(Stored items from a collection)

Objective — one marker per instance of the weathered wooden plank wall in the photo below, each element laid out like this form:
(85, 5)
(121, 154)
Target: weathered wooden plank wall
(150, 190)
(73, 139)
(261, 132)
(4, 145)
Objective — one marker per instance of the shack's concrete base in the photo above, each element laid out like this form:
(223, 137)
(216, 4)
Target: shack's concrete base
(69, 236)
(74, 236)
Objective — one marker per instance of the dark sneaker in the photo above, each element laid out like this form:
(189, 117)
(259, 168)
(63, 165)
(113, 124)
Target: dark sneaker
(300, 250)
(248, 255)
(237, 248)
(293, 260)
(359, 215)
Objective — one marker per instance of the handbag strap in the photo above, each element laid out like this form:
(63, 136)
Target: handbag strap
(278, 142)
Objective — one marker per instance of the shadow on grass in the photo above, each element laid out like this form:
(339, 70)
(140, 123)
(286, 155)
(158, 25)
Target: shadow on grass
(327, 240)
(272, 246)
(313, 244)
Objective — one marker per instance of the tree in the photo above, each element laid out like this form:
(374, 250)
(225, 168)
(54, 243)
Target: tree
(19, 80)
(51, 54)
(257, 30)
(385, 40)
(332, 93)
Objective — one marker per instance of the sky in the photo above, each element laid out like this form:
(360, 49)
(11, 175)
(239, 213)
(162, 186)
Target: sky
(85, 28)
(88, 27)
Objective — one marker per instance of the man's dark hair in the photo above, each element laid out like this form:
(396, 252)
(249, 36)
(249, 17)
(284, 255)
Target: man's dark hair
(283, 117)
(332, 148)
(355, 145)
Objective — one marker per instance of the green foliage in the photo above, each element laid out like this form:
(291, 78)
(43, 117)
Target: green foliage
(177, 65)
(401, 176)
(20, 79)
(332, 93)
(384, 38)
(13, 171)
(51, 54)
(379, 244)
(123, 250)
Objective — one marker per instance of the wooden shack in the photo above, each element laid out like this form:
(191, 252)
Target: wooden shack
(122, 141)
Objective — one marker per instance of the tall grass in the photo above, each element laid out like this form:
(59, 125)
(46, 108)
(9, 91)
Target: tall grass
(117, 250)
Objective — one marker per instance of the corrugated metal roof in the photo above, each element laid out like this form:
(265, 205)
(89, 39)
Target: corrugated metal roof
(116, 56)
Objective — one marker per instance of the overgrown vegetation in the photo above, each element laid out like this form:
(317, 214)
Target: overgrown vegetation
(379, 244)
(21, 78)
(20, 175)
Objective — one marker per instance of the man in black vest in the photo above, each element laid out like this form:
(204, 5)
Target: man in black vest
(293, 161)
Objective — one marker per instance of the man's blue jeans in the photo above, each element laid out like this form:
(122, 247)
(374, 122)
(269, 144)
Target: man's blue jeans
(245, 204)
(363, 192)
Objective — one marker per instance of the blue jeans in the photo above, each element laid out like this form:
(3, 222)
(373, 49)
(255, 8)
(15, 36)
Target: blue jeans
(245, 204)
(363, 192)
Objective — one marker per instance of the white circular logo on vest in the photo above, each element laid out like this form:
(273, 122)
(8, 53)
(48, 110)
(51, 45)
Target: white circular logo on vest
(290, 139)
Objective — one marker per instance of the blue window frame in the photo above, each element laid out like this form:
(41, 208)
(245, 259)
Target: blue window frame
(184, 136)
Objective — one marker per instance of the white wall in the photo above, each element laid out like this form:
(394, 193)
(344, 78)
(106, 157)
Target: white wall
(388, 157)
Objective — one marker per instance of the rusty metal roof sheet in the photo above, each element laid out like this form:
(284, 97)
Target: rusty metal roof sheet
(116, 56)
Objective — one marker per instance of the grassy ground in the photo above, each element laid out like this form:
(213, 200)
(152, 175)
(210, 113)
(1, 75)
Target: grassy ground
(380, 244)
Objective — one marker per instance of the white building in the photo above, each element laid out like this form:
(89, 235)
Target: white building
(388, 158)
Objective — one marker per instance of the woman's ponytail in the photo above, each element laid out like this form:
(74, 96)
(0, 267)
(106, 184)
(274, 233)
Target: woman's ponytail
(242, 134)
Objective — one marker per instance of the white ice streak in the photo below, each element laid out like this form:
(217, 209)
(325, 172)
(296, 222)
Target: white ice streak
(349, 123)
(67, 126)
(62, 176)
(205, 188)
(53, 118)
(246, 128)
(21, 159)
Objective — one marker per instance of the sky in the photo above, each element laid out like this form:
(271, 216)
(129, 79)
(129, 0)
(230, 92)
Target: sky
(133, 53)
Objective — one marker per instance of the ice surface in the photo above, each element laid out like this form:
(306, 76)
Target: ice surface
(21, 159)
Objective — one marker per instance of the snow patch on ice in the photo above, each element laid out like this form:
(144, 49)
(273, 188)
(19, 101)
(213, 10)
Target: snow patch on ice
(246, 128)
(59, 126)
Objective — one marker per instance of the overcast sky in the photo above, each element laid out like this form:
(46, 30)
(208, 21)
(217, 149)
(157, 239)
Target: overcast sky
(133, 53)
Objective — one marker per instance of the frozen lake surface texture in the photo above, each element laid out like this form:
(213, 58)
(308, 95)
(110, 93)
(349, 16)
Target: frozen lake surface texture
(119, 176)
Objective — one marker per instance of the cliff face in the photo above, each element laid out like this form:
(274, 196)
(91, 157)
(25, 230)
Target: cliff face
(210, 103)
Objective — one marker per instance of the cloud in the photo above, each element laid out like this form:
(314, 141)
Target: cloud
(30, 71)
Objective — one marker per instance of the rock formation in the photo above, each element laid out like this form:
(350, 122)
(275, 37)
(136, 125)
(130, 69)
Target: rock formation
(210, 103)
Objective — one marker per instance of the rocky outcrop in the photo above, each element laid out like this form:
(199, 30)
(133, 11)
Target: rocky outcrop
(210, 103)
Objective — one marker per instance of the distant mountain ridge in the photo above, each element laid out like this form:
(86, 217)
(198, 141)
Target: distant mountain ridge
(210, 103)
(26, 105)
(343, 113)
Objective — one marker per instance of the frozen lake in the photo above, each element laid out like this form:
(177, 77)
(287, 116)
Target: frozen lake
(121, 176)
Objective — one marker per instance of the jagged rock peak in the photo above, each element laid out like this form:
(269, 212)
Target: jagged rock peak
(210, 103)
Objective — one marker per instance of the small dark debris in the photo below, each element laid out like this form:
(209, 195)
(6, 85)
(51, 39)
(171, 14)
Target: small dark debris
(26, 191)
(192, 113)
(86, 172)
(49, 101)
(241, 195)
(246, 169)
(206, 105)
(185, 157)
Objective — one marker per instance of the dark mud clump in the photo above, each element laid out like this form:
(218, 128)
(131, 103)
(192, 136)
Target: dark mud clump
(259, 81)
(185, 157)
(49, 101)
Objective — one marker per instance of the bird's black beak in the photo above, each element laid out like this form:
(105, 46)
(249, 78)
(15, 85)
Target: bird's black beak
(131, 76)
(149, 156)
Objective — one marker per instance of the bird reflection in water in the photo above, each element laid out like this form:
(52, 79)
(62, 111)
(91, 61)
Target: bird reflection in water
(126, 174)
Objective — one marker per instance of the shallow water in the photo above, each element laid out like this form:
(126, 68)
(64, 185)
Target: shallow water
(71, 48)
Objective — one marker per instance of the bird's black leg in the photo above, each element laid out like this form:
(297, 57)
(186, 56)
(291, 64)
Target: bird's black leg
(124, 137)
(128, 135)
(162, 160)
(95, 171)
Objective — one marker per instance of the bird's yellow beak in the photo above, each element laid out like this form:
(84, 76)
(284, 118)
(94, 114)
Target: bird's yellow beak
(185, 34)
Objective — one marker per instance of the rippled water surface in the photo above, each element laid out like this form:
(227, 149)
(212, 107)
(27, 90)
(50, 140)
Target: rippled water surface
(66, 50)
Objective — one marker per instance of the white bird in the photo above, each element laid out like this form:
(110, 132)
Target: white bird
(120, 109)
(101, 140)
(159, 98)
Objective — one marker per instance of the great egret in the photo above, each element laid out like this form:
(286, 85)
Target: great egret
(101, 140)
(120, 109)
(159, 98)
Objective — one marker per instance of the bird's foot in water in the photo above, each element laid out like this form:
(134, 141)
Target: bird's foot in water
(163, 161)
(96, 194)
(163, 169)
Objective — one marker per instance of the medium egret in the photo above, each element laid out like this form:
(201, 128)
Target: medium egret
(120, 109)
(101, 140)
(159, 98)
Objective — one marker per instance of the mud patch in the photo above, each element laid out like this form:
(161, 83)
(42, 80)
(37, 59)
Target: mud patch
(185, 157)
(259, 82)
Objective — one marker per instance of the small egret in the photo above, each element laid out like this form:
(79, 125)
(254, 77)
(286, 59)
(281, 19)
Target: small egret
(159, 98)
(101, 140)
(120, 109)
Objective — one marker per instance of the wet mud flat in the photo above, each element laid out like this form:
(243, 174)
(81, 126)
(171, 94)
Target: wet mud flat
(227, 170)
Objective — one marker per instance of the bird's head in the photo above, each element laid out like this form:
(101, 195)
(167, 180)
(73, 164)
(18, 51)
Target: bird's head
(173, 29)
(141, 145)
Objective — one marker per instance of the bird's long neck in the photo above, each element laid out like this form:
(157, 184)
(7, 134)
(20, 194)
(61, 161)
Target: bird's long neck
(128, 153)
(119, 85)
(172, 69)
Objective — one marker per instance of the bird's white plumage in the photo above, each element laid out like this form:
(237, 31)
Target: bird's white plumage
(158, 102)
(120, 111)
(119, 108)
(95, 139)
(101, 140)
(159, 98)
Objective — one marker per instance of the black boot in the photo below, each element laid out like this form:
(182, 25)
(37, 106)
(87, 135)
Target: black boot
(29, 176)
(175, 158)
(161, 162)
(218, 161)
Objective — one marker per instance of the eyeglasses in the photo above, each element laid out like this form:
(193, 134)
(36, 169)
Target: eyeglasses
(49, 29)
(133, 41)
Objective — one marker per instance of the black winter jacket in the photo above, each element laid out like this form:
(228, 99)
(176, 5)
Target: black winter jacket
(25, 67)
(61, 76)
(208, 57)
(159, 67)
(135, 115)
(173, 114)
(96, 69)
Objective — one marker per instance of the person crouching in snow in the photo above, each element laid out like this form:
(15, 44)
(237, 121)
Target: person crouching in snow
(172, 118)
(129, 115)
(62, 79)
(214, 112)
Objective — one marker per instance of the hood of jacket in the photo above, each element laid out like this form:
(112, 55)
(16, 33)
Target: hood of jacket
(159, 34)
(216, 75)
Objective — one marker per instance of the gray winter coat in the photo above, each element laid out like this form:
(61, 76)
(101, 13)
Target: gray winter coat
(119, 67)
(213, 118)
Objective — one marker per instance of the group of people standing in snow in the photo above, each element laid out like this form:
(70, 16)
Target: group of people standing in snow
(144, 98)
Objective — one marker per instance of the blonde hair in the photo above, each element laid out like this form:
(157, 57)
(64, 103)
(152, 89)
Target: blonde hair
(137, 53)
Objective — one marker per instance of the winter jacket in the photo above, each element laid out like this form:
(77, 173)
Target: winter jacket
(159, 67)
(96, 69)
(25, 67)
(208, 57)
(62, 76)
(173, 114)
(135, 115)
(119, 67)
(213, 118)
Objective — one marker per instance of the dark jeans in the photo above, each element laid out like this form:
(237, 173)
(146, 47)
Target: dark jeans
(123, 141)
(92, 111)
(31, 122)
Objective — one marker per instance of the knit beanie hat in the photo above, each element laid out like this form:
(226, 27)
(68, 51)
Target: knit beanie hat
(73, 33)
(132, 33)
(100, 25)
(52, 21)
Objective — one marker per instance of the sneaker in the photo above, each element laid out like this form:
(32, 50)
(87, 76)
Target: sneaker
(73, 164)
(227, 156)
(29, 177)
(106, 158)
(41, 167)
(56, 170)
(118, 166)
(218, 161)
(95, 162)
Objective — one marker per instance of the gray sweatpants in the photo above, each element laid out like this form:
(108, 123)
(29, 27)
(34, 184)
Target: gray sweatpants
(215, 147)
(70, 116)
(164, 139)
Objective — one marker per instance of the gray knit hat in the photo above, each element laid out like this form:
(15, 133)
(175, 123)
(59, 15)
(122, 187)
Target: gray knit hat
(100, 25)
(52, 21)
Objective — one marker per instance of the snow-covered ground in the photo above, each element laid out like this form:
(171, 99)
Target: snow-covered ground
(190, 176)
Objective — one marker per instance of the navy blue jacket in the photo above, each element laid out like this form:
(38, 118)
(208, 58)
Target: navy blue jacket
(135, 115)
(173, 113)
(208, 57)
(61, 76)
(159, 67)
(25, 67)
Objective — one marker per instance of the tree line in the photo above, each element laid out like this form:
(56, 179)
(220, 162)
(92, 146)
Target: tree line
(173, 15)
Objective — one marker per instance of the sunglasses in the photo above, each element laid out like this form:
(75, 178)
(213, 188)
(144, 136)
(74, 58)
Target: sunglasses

Work task: Which lines in the entries above contain "sunglasses"? Pull each of them out.

Expected output:
Objective — one marker per instance of the sunglasses in the photo above, each element laid out like this form:
Target: sunglasses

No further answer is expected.